### [WORK ORDER]
What is needed is each line of the data below that holds the string "bumper".

### [DATA SECTION]
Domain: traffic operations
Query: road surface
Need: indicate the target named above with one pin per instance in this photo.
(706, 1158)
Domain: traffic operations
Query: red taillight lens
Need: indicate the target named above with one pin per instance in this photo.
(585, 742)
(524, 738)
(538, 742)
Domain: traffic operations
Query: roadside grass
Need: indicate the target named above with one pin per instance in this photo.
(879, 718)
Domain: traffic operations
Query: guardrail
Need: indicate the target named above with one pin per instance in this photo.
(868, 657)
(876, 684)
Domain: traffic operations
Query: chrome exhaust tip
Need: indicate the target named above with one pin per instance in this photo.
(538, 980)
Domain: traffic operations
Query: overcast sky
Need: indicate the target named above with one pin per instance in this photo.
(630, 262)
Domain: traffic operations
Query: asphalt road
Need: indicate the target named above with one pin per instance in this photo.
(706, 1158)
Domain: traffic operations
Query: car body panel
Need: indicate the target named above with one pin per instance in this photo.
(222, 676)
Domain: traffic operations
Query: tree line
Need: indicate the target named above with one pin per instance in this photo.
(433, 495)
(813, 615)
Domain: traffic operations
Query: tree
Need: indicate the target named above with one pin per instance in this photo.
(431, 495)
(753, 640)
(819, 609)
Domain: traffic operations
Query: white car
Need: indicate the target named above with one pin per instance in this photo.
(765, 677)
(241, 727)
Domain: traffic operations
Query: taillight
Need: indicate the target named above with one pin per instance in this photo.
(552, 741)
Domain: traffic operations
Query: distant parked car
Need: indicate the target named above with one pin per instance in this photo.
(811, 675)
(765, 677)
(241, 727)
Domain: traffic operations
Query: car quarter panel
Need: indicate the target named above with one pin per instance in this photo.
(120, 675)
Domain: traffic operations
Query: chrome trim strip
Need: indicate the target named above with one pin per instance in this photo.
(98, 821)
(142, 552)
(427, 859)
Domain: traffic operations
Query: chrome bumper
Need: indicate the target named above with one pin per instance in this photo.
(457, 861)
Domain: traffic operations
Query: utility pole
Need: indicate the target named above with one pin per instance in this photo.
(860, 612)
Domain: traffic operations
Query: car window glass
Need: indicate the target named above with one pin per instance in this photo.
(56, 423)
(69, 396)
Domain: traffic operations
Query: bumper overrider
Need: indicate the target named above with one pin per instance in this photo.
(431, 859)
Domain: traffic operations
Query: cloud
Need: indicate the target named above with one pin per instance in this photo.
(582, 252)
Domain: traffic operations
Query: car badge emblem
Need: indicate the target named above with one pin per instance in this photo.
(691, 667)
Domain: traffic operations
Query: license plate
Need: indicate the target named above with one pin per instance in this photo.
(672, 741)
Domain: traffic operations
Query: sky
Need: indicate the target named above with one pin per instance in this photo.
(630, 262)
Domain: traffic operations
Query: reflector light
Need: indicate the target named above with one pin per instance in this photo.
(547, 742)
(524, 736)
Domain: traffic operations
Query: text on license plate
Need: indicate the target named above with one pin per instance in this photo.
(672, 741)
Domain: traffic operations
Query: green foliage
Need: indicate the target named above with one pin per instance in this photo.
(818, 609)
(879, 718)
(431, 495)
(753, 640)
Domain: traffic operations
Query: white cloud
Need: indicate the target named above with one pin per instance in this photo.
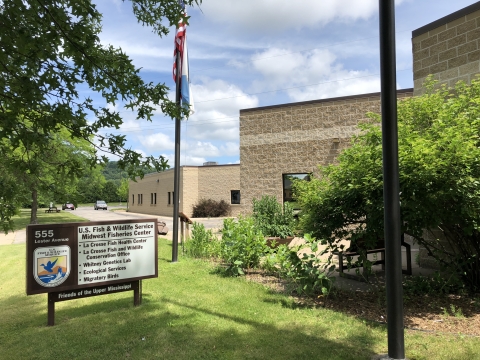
(311, 75)
(273, 15)
(217, 105)
(156, 142)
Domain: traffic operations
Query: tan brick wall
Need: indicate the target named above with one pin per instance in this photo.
(189, 194)
(149, 185)
(196, 182)
(216, 182)
(296, 138)
(450, 52)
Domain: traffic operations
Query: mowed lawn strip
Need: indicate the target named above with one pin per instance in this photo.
(191, 313)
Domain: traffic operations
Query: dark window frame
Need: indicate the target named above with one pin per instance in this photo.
(235, 193)
(287, 185)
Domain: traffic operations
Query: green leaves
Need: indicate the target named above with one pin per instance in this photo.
(271, 219)
(49, 50)
(439, 154)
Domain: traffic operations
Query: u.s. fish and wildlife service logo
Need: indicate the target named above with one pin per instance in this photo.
(51, 265)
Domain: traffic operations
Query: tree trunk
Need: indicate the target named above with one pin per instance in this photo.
(33, 213)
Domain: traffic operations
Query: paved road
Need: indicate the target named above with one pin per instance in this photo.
(19, 236)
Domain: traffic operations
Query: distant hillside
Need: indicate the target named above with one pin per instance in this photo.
(113, 173)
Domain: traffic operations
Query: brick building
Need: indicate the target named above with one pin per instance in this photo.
(281, 141)
(448, 48)
(290, 140)
(154, 193)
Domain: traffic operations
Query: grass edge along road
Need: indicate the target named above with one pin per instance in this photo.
(191, 313)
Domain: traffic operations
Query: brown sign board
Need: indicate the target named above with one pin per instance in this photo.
(74, 256)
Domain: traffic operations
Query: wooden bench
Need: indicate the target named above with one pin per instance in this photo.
(379, 248)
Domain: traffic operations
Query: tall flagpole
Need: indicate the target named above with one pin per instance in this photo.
(176, 174)
(391, 185)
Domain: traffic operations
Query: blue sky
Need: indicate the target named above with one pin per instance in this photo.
(251, 53)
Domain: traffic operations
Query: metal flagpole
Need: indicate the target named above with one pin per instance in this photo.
(391, 186)
(176, 174)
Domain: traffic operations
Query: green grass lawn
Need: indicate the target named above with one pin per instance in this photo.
(188, 312)
(23, 219)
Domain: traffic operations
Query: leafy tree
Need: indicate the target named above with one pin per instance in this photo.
(90, 185)
(49, 49)
(45, 173)
(439, 163)
(109, 192)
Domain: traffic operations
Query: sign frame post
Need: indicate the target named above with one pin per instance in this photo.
(76, 260)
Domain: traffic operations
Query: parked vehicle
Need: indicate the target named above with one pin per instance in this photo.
(69, 206)
(100, 204)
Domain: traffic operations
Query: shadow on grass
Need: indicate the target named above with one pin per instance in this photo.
(166, 328)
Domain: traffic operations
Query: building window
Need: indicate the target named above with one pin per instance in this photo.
(287, 186)
(235, 196)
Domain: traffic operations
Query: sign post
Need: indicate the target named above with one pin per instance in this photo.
(76, 260)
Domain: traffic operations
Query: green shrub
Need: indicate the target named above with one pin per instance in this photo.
(304, 273)
(202, 244)
(271, 219)
(211, 208)
(242, 245)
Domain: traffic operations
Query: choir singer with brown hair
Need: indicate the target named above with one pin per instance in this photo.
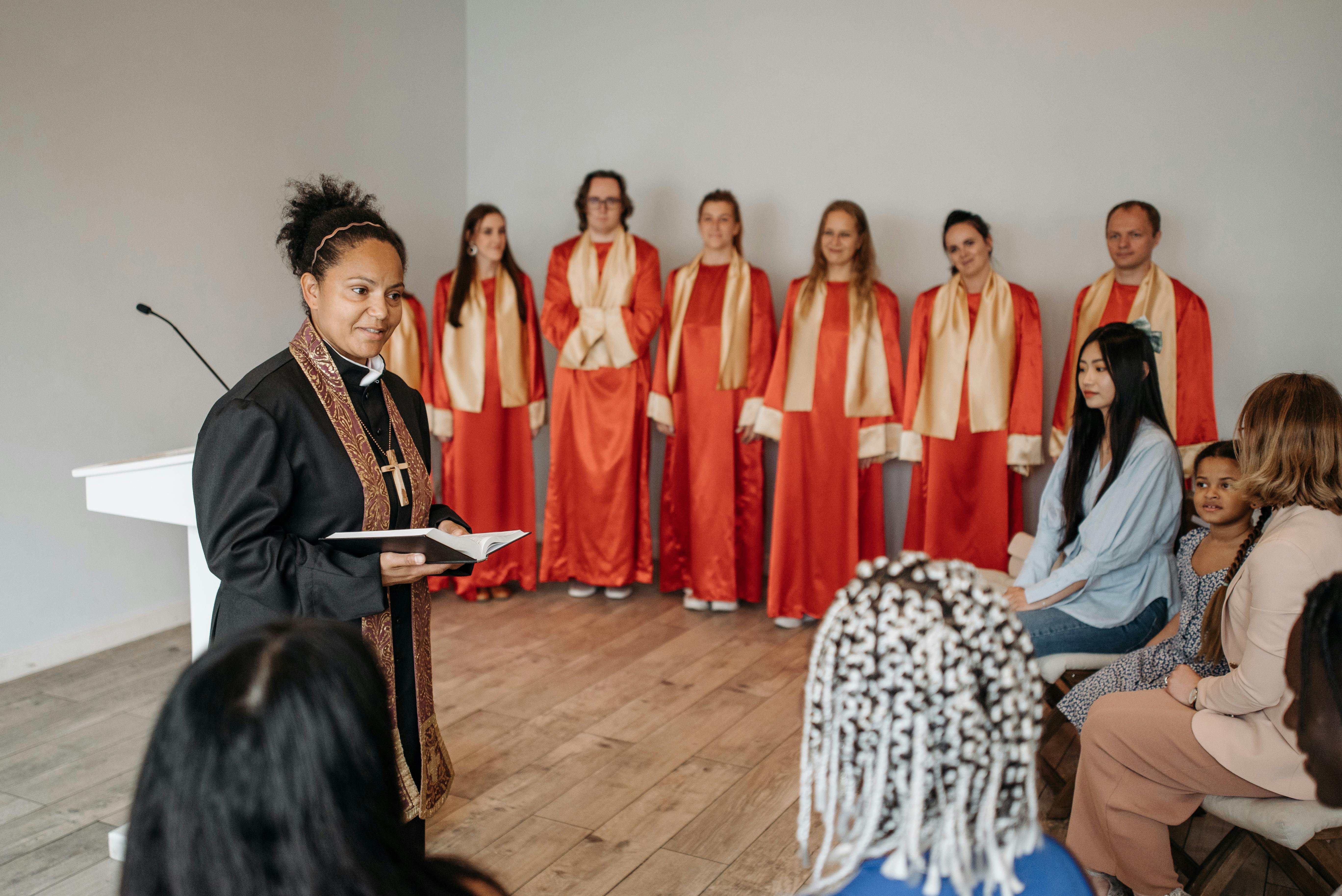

### [RESPONSE TO THE TASK]
Query: chrome bumper
Query: bumper overrider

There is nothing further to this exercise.